──────── EXERCISE MATERIALS

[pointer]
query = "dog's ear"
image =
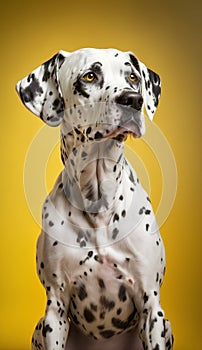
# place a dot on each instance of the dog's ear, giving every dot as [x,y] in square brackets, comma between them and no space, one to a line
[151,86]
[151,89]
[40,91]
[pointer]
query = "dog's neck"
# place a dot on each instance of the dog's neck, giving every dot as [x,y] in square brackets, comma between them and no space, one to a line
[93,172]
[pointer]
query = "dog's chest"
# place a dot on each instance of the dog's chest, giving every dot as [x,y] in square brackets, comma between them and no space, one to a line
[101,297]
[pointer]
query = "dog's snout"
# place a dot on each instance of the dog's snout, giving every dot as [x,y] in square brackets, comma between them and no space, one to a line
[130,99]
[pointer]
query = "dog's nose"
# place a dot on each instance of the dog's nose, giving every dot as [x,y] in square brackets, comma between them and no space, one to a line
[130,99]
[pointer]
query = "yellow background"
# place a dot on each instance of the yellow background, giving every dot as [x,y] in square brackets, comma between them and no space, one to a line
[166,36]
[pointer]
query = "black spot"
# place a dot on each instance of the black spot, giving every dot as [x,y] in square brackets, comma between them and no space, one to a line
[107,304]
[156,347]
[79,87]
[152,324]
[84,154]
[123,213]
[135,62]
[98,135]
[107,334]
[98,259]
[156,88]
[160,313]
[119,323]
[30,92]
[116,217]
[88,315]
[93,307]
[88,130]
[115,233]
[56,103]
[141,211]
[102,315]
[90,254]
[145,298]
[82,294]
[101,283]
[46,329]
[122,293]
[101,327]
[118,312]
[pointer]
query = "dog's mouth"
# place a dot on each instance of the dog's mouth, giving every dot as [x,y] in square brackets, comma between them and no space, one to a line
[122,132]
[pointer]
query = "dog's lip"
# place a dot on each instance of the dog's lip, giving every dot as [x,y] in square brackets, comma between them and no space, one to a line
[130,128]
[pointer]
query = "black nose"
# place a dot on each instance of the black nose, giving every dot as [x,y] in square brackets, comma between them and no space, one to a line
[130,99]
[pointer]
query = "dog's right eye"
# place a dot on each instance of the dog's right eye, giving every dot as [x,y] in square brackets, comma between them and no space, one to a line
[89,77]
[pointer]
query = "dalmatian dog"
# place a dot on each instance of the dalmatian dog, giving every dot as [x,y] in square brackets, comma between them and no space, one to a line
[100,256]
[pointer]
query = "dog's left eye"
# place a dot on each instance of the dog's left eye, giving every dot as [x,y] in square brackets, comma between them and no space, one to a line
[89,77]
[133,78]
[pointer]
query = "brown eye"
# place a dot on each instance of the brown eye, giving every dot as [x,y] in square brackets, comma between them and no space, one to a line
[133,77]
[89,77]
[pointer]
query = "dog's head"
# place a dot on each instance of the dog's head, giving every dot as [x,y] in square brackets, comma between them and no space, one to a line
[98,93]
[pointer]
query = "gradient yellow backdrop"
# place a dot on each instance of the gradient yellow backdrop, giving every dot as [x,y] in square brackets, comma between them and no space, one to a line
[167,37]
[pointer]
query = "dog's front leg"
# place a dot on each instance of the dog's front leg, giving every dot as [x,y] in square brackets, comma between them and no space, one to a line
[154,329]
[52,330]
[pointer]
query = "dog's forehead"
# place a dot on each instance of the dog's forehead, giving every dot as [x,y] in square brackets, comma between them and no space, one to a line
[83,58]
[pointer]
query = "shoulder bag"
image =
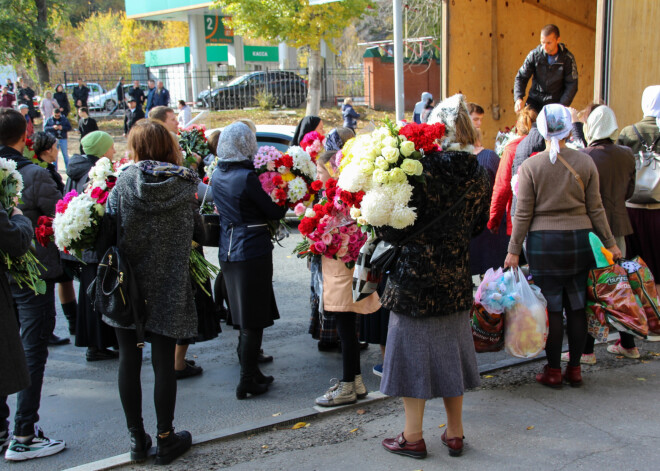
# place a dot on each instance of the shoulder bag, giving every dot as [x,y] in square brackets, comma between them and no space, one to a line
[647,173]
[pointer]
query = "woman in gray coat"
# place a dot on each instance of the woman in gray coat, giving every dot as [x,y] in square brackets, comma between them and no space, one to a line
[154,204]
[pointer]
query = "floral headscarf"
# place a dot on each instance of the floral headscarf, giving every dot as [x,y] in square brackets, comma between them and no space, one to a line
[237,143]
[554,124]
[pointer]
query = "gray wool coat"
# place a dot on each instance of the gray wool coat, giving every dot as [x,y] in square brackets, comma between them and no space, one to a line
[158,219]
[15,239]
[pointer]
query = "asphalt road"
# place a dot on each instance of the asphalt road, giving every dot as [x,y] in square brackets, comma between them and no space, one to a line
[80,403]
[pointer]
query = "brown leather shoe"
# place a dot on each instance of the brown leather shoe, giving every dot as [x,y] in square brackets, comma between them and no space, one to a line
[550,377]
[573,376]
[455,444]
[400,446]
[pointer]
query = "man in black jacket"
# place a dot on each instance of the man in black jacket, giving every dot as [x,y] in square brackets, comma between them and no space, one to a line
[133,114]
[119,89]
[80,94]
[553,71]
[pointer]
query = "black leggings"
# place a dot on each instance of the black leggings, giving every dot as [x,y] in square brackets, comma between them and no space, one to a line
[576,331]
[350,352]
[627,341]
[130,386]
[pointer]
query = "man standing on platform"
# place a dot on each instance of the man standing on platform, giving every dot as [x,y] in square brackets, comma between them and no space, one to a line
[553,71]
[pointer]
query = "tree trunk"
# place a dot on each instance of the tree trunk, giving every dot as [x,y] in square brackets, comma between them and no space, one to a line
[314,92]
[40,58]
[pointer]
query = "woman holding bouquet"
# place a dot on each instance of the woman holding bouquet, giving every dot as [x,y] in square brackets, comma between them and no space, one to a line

────────────────

> **WORK TO COMPLETE**
Pictures are excluded; repeat every record exactly.

> **PROBLEM SOLUTION**
[pointer]
query = "dog's ear"
image =
# place a dot on each instance of the dog's ear, giving every dot as [x,y] in square brackets, comma between them and no space, one to a line
[151,86]
[151,89]
[40,91]
[pointer]
query = "dog's neck"
# place a dot on each instance of the dog's neck, giving every dot as [x,y] in square brackets, comma between them and no space, one to a line
[93,172]
[pointer]
query = "dog's chest"
# place a dot on each instance of the dog's chest, giving every dot as [x,y] in square brackets, comma between them and no space, one to a line
[101,297]
[pointer]
query = "dog's snout"
# place a dot on each instance of the dog's snout, giving every dot as [x,y] in square brackets, comma between them and no space, one to a line
[130,99]
[pointer]
query = "dog's nose"
# place a dot on each instance of the dog's nose, giving every dot as [x,y] in square brackets, comma between them and no space, one to a line
[130,99]
[pointer]
query = "yellow background"
# place a dot on each instance of the yellow background, giving every dot as [x,y] in square brackets, comma between them and no space, one to a line
[166,36]
[pointer]
query = "black spot"
# place a dot on each instance of the black spot, giving every dot as [x,y] in square brackets, comma between them and no space, one to a line
[107,304]
[156,347]
[79,87]
[152,324]
[84,154]
[123,213]
[135,62]
[98,135]
[107,334]
[98,259]
[156,88]
[160,313]
[119,323]
[30,92]
[116,217]
[88,315]
[93,307]
[88,130]
[115,233]
[56,103]
[141,211]
[102,315]
[90,254]
[145,298]
[82,294]
[101,283]
[46,329]
[122,293]
[101,327]
[118,312]
[pointer]
query = "dog's mouth"
# place a dot on each instance of the dog's mouth, giving every dot as [x,y] in square brackets, comma between them and no space, one to a line
[122,132]
[pointer]
query = "dog's lip"
# place a dot on each instance of the dog's lip, giving every dot as [x,y] in square brackets, comma between them and no space, one to a line
[130,128]
[pointer]
query = "black nose"
# place a dot on each instance of the black nose, giving every dot as [x,y] in square brackets, comma between them and no space, one to a line
[130,99]
[pointer]
query = "dog's right eye"
# place a dot on each instance of the dog's right eye, giving every dot as [x,y] in square brackets, comma between them and no space, one to a line
[89,77]
[pointer]
query = "dalmatian dog"
# place a dot on each instance of the dalmatian dog, giving every dot as [x,y] in square brackets, comma between them and no space, one to a line
[100,256]
[pointer]
query = "dog's left eye"
# place a dot on each instance of the dog's left eye, giving every dot as [x,y] in square brackets, comma between them and no space, one to a line
[89,77]
[133,78]
[pointer]
query = "brown eye"
# place a dot on each instance of the brown eye, giving every dot as [x,y] in square brackets, comma between them and no space, one to a line
[133,77]
[89,77]
[pointer]
query = "dog's head"
# place a dot on each instance of the dog's head, giving every dot as [x,y] in square brackets, comma between them and no space, one to a line
[98,93]
[pointer]
query = "gradient yellow backdrop"
# place a dot on each instance of the gradient yellow backdrop, giving every dot as [x,y] in square brackets, comma between them and no space, one to a line
[167,37]
[pointer]
query = "dog's front leg"
# place a dot on each instance of the dog's front leg, giving every dot as [x,y] in square brackets, comma between them and no space, one to a line
[154,329]
[52,330]
[pointer]
query = "dog's forehead"
# place a dot on each instance of the dog's forehead, giving every dot as [x,y] in square brackets, comma between them and no space, one to a line
[83,58]
[pointer]
query = "shoulder bag"
image =
# place a dot on each instance of the shoulder bag, giving every dot as [x,y] in square brackets, comma between them and no space, one to a line
[647,173]
[pointer]
query = "woman in gray coat"
# place a dot on each instance of the woman in gray coat, giving every dot as [x,y] in square brackets, comma between them and no space, one to a line
[154,204]
[pointer]
query = "floral headscarf"
# place a dot on each instance of the floral headscarf, giving every dot as [x,y] in square brackets, comma between them and no space, one to a line
[237,143]
[554,124]
[pointer]
query = "gray wool coat"
# place a dot on each instance of the gray wool coat, giving every dot as [x,y] in square brackets, comma between them and no space, one to a line
[158,219]
[15,239]
[pointer]
query = "asphalt road"
# place a dot on each instance of the asphalt road, giving every dot as [x,y] in square brackets, comma between them and no space, one to a line
[80,403]
[pointer]
query = "brown leather shoe"
# place a dot on each instance of the brown leather shoe, giving every dot as [x,y] in square brackets, comma between them and no space, one to a line
[550,377]
[573,376]
[455,444]
[400,446]
[pointer]
query = "man in black jacket"
# place a dot on each instance of the man in black jacket, giving every dot as [x,y] in square brackets, comma between them and no space, one to a line
[133,114]
[119,89]
[80,94]
[553,71]
[pointer]
query = "black leggings"
# place a dot on each instance of the black leggings, giving every dot as [x,y] in square brackets, comma between them and no space, one to a line
[576,331]
[350,352]
[627,341]
[130,386]
[pointer]
query = "man standing on platform"
# place a dot on each instance of the man standing on platform, giving every dot as [x,y] in square brackets, comma between them and no space, one to a line
[553,71]
[pointer]
query = "tree trunk"
# place a dot on each instance of the tree trunk, giving every dot as [x,y] in square brackets, comma between them and no space, one to a line
[314,92]
[40,58]
[pointer]
query = "woman holding bouquet"
# place a dot on each instance of the woman holding bouquet, giving every dot as [x,y] in square brackets, comma between them and no space, one to a line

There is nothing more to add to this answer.